I did some quick math…my grandmother would have been about six months pregnant with my father (born February 4, 1919) when the Oklahoma City outbreak started. Wow…could it be true?
On the Oklahoma Historical Society website (a tremendous resource for Oklahoma history: www.okhistory.org) I found the transcript of an interview with a man who had lived through the following months (the audio recording is there, as well…what a find!). He said, “…they all had very little care, and they just died like flies.”
There was virtually no place on earth the epidemic did not reach. Some estimates said over 100 million people died world-wide. World War 1 was going on at the time…more soldiers died from the flu than from the War, it has been reported.
In Oklahoma City, where my grandparents lived, things were bad and growing worse.
John Kirkpatrick, ten years old at the time, reported: “We lived at 415 W 10th, and our house was on the way between the mortuary and the cemetery.” Kirkpatrick continued, “I remember a constant parade of horse-drawn hearses. It was a horrible epidemic.”
Every public school, theater and church in Oklahoma City closed Oct. 6, 1918, and public meetings were forbidden. Sporting events were canceled. The order stayed in place for several weeks, and preachers were warned that they would be prosecuted if they held church services (sounds strangely familiar, doesn’t it? I first researched this information about two years ago…it never occurred to me I, my children and grandchildren, might live through such a time ourselves)
The Oklahoman – the daily newspaper – reported the main streets of the city were deserted.
Oklahomans, along with the world, were doing everything they knew to survive. Nearly 7500 Oklahomans lost their lives from the flu (and keep in mind, Oklahoma was not highly populated then…it achieved statehood only in 1907).
I remember thinking about my 41 year-old grandmother going through this, seven…eight… nine months pregnant with my father. But she also had the rest of her family: Willa Maud who was in her late teens at the time; the twins Dub and Babe, about eight; her aging father, Albert Cheney, lived with the family; her husband, Willie, and others.
The final puzzle piece fell into place one day as I was looking over certificates – birth, death, marriage – scanning for clues I might have missed. I had my father’s birth certificate in front of me. I’d looked at it a dozen times before…I’m not sure how I could have missed seeing this. At first I thought my eyes were playing a trick…a name seemed out of place. I looked again…studying it…initially not understanding what I was seeing. It appeared my father’s name was written in the wrong place on the certificate. But no, it wasn’t my father’s name….
It was a rushed signature, but still very clear: “J. S. Hartford”! And it was written in the space, “Attending Physician.”
So it was true…it really was true.
My grandmother actually did name my father after the physician who cared for her during the Spanish flu epidemic, and who delivered a healthy boy child on February 4, 1919.
Since then I’ve discovered one other unexpected tidbit of information. My grandmother, it appears, enjoyed having dinner parties in her home. And it seems she also enjoyed sending reports to the local newspaper about those gatherings. I’ve literally found dozens of clippings about those dinner parties. The guests were usually family, friends, fellow church members, and other folks of that sort. But on at least two occasions the oddly familiar names of another couple are listed among the guests: “Dr. J. S. Hartford and his wife.”
That sounds just like something my grandmother would do!
Thank you, Lord, for opening my eyes to what had been there all along. Thank you for helping me piece these things together.
Thank you, Lord, most of all for protecting my grandmother, her other children (later to become my aunts and uncles), and my father.
━━━━━━━━━━━━━━━━━━━━
* **Problem set**
- A) Using the flu epidemic account, decide whether each statement agrees with it, answering yes or no and quoting the deciding words: (i) Public schools, theaters and churches in Oklahoma City closed on Oct. 6, 1918. (ii) Nearly 100,000 Oklahomans died from the flu. (iii) J. S. Hartford's name was written on the birth certificate in the space for the father.
- B) Reproduce the part of the flu epidemic account from "I did some quick" up to and including "has been reported.".
━━━━━━━━━━━━━━━━━━━━
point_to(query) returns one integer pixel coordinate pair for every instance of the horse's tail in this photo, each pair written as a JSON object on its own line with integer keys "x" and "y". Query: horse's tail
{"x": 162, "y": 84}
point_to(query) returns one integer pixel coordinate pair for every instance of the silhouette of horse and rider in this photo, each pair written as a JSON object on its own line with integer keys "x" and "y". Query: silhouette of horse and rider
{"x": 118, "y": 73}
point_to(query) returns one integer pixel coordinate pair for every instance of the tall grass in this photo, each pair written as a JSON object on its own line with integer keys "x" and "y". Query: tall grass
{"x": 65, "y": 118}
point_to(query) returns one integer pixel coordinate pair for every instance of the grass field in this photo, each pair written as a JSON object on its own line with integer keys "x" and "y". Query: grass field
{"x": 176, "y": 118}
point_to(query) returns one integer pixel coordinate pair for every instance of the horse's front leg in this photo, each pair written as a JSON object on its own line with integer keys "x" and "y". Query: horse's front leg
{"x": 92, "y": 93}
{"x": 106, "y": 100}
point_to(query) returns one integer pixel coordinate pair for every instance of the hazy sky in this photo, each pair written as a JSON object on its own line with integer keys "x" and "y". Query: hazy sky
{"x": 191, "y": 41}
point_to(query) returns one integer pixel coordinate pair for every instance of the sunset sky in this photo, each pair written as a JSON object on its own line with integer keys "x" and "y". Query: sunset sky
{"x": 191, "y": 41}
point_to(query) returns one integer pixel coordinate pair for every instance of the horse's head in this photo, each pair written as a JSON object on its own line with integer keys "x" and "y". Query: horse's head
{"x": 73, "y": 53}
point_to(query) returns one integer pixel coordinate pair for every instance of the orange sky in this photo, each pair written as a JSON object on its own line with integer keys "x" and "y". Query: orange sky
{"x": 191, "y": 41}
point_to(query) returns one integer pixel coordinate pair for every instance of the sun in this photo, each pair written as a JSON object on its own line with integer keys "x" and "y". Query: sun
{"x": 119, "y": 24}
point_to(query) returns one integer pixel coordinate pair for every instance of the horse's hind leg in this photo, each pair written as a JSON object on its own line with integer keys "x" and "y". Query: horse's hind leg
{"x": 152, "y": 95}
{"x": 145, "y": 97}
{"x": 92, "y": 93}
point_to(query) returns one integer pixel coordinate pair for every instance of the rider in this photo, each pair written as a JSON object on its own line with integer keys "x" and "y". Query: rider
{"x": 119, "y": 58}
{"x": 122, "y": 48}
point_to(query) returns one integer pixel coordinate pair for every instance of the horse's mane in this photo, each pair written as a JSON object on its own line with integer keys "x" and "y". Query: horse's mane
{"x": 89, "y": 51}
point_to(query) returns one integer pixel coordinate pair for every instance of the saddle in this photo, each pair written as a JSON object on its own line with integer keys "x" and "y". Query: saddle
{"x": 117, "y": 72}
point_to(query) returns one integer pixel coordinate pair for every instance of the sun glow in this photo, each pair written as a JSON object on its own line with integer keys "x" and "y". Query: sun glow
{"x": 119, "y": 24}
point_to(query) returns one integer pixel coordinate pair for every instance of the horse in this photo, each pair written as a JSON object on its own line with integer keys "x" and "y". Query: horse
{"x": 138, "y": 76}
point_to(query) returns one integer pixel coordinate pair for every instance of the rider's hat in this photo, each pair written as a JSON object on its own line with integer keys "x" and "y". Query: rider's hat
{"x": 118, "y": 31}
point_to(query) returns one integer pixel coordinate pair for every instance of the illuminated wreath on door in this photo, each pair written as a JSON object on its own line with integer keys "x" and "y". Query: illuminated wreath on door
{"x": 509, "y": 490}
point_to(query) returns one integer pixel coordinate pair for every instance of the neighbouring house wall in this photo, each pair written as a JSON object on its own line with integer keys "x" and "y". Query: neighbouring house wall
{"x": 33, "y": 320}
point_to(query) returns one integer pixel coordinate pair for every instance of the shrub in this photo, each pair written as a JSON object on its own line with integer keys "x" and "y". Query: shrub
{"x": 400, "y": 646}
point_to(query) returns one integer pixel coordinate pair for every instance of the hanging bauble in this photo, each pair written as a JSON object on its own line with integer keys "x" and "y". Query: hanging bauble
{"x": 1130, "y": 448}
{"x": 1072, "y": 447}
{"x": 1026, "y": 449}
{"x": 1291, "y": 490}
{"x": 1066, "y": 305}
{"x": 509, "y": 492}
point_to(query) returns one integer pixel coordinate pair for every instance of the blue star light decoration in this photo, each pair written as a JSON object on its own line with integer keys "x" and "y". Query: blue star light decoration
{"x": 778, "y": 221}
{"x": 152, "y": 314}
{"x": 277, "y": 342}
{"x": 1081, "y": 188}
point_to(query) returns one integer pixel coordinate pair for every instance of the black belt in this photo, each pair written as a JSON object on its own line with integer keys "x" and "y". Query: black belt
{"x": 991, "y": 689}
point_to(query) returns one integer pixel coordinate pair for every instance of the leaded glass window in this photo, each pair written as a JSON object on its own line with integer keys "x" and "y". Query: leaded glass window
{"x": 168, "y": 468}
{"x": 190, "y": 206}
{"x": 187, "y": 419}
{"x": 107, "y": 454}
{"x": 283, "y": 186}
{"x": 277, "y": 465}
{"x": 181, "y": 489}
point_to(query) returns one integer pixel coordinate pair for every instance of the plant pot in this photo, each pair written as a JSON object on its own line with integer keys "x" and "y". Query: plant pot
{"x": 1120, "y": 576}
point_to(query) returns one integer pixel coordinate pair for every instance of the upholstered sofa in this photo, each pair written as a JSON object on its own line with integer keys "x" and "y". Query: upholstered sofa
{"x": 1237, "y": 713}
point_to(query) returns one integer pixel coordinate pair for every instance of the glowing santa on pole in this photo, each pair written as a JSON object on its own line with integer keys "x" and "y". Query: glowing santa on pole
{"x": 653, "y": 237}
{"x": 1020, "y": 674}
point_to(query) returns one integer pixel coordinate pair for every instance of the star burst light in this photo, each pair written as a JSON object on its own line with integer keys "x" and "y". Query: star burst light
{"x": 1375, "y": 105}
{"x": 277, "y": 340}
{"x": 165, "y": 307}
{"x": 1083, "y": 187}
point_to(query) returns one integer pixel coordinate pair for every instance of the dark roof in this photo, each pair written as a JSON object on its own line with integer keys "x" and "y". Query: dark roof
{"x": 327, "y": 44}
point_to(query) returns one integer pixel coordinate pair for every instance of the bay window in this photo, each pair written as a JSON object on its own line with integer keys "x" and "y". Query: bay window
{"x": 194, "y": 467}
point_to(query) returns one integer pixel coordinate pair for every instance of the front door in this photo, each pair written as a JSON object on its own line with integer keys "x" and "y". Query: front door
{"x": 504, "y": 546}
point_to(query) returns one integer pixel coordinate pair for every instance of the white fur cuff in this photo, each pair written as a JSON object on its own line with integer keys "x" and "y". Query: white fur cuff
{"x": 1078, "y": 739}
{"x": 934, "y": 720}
━━━━━━━━━━━━━━━━━━━━
* **Solutions to each task**
- A)
(i) Yes: "Every public school, theater and church in Oklahoma City closed Oct. 6, 1918"
(ii) No: "Nearly 7500 Oklahomans lost their lives from the flu"
(iii) No: "it was written in the space, “Attending Physician.”"

- B)
I did some quick math…my grandmother would have been about six months pregnant with my father (born February 4, 1919) when the Oklahoma City outbreak started. Wow…could it be true?
On the Oklahoma Historical Society website (a tremendous resource for Oklahoma history: www.okhistory.org) I found the transcript of an interview with a man who had lived through the following months (the audio recording is there, as well…what a find!). He said, “…they all had very little care, and they just died like flies.”
There was virtually no place on earth the epidemic did not reach. Some estimates said over 100 million people died world-wide. World War 1 was going on at the time…more soldiers died from the flu than from the War, it has been reported.